> EXCERPT TO READ
######

Clozure CL 1.7 prerelease available for testing

A prerelease version of Clozure CL 1.7 is now available for testing.

Clozure CL is a free Common Lisp implementation that runs on a number of architectures and operating systems.

Please see the draft release notes for more information, including instructions on how to use Subversion to download a copy.

We would appreciate any bug reports or comments about the prerelease version. The best way to do that is via http://trac.clozure.com/ccl/. After you register, click on the “New Ticket” link in the navigation bar near the top of the page. The registration requirement is regrettable, but we get overwhelmed by spammers without it.

After a period of testing and bug fixing, we will build updated binaries and make the 1.7 release official.

Please remember that this is a prerelease. We hope you will test your software with it and report any problems you find. But please don’t use it to build software that you will distribute to unsuspecting users.

######

> EXERCISE DATA
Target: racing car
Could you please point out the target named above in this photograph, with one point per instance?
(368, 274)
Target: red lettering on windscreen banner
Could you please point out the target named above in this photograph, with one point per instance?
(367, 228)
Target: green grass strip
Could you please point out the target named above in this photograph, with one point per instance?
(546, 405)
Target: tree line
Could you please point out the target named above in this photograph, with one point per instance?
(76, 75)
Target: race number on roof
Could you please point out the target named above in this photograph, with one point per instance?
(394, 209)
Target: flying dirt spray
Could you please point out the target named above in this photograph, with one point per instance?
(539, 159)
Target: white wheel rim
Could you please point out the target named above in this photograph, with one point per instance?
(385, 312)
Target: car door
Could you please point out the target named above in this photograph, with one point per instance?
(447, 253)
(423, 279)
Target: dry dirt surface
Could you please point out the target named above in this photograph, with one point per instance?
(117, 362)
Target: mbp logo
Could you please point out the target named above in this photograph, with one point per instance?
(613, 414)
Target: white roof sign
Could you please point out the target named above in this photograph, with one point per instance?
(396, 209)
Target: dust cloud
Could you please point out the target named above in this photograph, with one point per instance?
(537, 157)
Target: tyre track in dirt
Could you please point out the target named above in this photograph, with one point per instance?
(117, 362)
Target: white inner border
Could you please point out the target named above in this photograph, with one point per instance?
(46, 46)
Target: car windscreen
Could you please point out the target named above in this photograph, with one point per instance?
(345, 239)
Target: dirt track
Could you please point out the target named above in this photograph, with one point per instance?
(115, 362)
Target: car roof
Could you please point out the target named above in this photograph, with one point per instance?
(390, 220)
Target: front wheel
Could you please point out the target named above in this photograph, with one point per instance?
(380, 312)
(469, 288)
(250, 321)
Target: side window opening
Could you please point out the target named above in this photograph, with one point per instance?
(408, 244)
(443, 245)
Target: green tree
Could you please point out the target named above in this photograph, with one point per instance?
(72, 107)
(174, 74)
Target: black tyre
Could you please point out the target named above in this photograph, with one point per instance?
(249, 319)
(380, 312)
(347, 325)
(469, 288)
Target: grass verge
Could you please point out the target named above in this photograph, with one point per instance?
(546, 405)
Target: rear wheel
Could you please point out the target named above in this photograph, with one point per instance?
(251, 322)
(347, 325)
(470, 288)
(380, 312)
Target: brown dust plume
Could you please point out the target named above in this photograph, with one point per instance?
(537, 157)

######

In the Clozure CL 1.7 announcement, which link do you click after registering to file a bug report?

> TASK ANSWER
The "New Ticket" link in the navigation bar near the top of the page.